## Document text
-=-=-=-=-

Climate Change Articles and Resources | Outrage + Optimism

Extreme E Isn’t Just a Race

Written by Sharon | Jun 17, 2021 4:00:00 AM

Full disclosure: I do not identify as a motor-racing fan. Nor am I fascinated with cars or engines. My favourite mode of getting around my home city, London in the UK, is public transport. And I can count on the fingers of one hand the number of cars I’ve actually owned in my entire life. But I do care deeply about climate change, health, justice and a better life for all. That is how I recently became the newest (extremely enthusiastic) fan of motor-racing’s rapidly growing all electric SUV rally series, Extreme E. 

The uniquely designed and custom built Extreme E SUV

I visited the site the day before the teams began their qualifying races, a brilliant time to witness the awe-inspiring ecosystem Alejandro Agag and his team have built. Racers and fans can now enjoy off road racing with the lowest possible environmental damage and the highest possible social and cultural impact. 

The finish line for the Ocean XPrix under construction


The Ocean XPrix was held at UNESCO World Heritage site, Lac Rose, 30 kilometres north of Dakar, Senegal, in the heart of the African tropics. From 1978 until 2008, Dakar was the finishing point of the cross-Sahara Paris to Dakar rally, in which amateurs and professionals on all manner of off-road vehicles undertook a gruelling endurance event. But times moved on and the race did too so the Lac Rose location holds special significance for the local community. 

The first thing you notice at Lac Rose is the stunning ocean landscape against clean blue skies, the backdrop for the Xprix’s finish line. This glittering story also highlights a starker reality. The coastline, subjected already to the ravages of overfishing, is at risk. Artisanal fishing is a significant source of trade and the ocean has historically provided 75% of the dietary protein of the Senegalese people. Now climate change is an even larger imminent threat to the land and its people, bringing about another kind of race – against time.

-=-=-=-=-

## What to produce
In the article on Extreme E, what reason does the writer give for becoming a fan of the series despite not being a motor-racing fan? Answer in one to three sentences. The entries below come from a different source than the article.

## Stored data

-=-=-=-=-

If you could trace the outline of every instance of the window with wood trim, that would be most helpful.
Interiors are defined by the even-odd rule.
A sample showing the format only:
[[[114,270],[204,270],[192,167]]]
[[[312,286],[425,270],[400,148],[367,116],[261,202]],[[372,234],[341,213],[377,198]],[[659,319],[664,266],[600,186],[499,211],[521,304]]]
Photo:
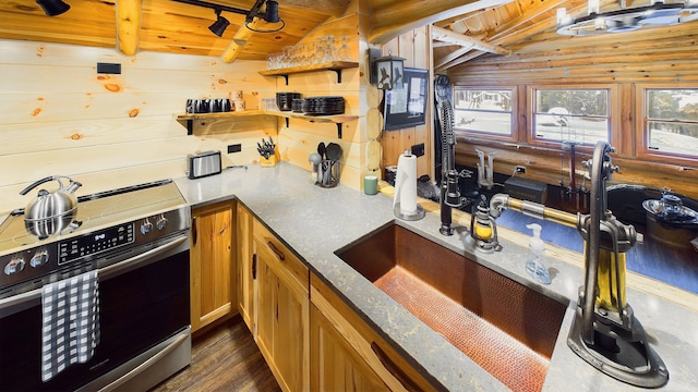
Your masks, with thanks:
[[[698,159],[698,88],[645,88],[642,98],[642,152]]]
[[[513,89],[454,86],[455,130],[513,137]]]
[[[610,96],[607,88],[533,88],[533,142],[589,146],[609,142]]]

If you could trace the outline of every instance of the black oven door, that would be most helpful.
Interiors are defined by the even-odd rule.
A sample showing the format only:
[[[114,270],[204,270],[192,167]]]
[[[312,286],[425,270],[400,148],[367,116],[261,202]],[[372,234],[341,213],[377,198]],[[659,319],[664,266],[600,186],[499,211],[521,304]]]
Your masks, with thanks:
[[[151,247],[155,245],[149,245]],[[130,250],[132,253],[133,250]],[[190,324],[189,237],[141,249],[99,269],[100,342],[92,359],[41,381],[41,295],[3,299],[0,390],[74,391],[99,379]],[[145,256],[144,256],[145,255]],[[20,311],[12,307],[21,308]]]

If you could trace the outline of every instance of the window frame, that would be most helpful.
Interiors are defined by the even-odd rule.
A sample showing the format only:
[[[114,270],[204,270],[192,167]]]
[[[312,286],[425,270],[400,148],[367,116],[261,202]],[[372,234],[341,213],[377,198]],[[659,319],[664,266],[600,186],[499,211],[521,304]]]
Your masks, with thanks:
[[[518,126],[517,126],[517,119],[518,119],[518,110],[519,110],[519,99],[518,99],[518,89],[517,86],[514,85],[504,85],[504,86],[479,86],[479,85],[459,85],[459,84],[455,84],[452,85],[453,91],[452,91],[452,101],[454,105],[454,117],[455,117],[455,111],[456,109],[456,94],[457,90],[464,90],[464,89],[477,89],[477,90],[508,90],[512,93],[512,111],[509,112],[510,114],[510,133],[508,135],[504,135],[504,134],[497,134],[497,133],[490,133],[490,132],[482,132],[482,131],[474,131],[474,130],[464,130],[464,128],[457,128],[456,125],[454,124],[454,134],[456,136],[466,136],[466,137],[473,137],[473,138],[482,138],[482,139],[491,139],[491,140],[503,140],[503,142],[517,142],[518,140]],[[506,113],[506,112],[504,112]]]
[[[649,90],[662,90],[662,89],[696,89],[698,90],[698,83],[652,83],[652,84],[637,84],[636,85],[636,106],[635,112],[637,114],[637,121],[635,124],[635,146],[636,157],[640,159],[651,160],[654,162],[670,163],[670,164],[687,164],[695,167],[698,163],[698,155],[690,156],[678,152],[661,151],[650,149],[649,146],[649,131],[647,113],[647,101]]]
[[[542,137],[535,136],[535,114],[537,114],[537,91],[539,90],[606,90],[606,113],[609,119],[609,128],[606,130],[609,135],[609,144],[614,145],[614,140],[618,139],[618,136],[614,132],[614,130],[619,130],[619,118],[621,111],[616,109],[616,101],[618,100],[617,86],[612,84],[586,84],[586,85],[577,85],[577,86],[566,86],[566,85],[530,85],[528,86],[528,105],[526,106],[526,112],[528,115],[527,130],[526,134],[526,143],[531,146],[542,146],[551,149],[559,149],[563,140],[553,140],[546,139]],[[577,149],[583,151],[591,151],[595,145],[595,140],[586,143],[586,144],[577,144]]]

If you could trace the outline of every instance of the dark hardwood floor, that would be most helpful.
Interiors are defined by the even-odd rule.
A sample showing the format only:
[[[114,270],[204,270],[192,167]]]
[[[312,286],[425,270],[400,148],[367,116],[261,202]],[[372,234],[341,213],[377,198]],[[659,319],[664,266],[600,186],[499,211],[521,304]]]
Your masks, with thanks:
[[[196,335],[192,364],[151,392],[280,391],[240,315]]]

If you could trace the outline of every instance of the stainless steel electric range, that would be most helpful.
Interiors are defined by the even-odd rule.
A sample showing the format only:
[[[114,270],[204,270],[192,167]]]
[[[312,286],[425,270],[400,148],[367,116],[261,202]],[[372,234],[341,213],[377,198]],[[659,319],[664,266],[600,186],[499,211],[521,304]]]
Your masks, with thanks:
[[[190,209],[170,180],[79,197],[46,238],[23,210],[0,223],[0,387],[145,390],[191,363]],[[0,218],[2,219],[2,218]],[[94,355],[43,381],[43,291],[97,271]]]

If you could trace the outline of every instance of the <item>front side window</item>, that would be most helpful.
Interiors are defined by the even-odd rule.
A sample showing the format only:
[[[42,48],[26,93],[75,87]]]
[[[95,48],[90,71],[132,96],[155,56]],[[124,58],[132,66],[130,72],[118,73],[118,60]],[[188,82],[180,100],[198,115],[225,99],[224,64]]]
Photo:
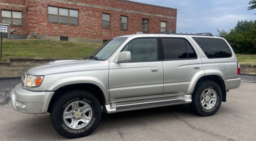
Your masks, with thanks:
[[[120,27],[121,30],[127,30],[128,17],[126,16],[121,16],[120,17]]]
[[[48,21],[78,25],[78,11],[48,6]]]
[[[142,32],[148,32],[148,19],[142,19]]]
[[[165,60],[196,58],[196,54],[189,43],[182,38],[164,38],[162,39]]]
[[[2,23],[11,25],[22,25],[21,12],[2,10]]]
[[[122,51],[131,52],[132,61],[156,61],[158,59],[157,38],[140,38],[127,44]]]
[[[94,52],[91,58],[97,60],[107,59],[126,39],[125,37],[116,38],[109,40]]]
[[[161,21],[161,32],[165,32],[167,30],[167,22]]]
[[[102,28],[110,28],[110,14],[102,13]]]
[[[232,56],[229,47],[221,39],[193,37],[208,58],[230,57]]]

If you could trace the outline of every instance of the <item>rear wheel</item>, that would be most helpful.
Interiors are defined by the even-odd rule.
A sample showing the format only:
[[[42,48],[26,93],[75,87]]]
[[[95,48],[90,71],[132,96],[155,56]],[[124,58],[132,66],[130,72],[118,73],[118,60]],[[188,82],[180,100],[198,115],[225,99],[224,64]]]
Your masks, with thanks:
[[[221,105],[222,94],[215,82],[205,80],[200,82],[192,94],[192,107],[202,116],[213,115]]]
[[[55,102],[51,119],[56,131],[68,138],[89,135],[101,118],[101,106],[92,93],[83,90],[67,92]]]

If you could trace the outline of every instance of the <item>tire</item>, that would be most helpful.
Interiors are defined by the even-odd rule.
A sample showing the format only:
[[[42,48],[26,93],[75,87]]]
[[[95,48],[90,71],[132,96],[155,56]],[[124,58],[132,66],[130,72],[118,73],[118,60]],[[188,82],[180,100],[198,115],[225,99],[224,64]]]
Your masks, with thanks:
[[[101,113],[101,106],[93,94],[84,90],[72,90],[63,93],[55,102],[51,120],[61,136],[79,138],[94,130],[100,121]]]
[[[192,94],[192,108],[200,116],[212,116],[220,108],[222,98],[222,91],[217,83],[210,80],[202,81]]]

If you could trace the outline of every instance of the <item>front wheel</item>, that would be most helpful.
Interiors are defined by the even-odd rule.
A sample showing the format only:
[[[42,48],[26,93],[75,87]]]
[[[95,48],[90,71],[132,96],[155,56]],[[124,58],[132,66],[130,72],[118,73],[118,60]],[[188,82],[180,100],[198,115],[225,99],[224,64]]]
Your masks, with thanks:
[[[56,131],[70,138],[86,136],[98,126],[101,118],[100,102],[92,93],[73,90],[55,102],[51,119]]]
[[[202,116],[213,115],[221,105],[222,94],[215,82],[205,80],[200,82],[192,94],[192,107]]]

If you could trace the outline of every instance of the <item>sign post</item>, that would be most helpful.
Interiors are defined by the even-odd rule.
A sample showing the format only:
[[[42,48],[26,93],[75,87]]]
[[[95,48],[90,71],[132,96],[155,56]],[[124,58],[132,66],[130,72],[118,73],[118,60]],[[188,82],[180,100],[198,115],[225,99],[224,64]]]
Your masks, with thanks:
[[[8,32],[8,26],[0,24],[0,32],[1,33],[1,53],[0,53],[0,61],[2,61],[2,50],[3,50],[3,32],[7,33]]]

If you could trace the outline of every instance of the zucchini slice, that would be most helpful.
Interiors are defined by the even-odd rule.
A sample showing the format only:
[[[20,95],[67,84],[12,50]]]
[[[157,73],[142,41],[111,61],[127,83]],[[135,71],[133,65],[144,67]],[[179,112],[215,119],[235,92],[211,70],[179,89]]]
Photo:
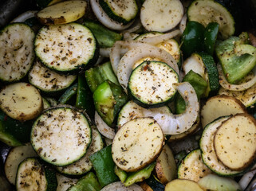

-=-=-=-=-

## Task output
The writer cares deeply about climate change, health, justice and a better life for all. That concern led to becoming an enthusiastic fan of Extreme E, the all-electric SUV rally series, even without any fascination with motor racing, cars or engines.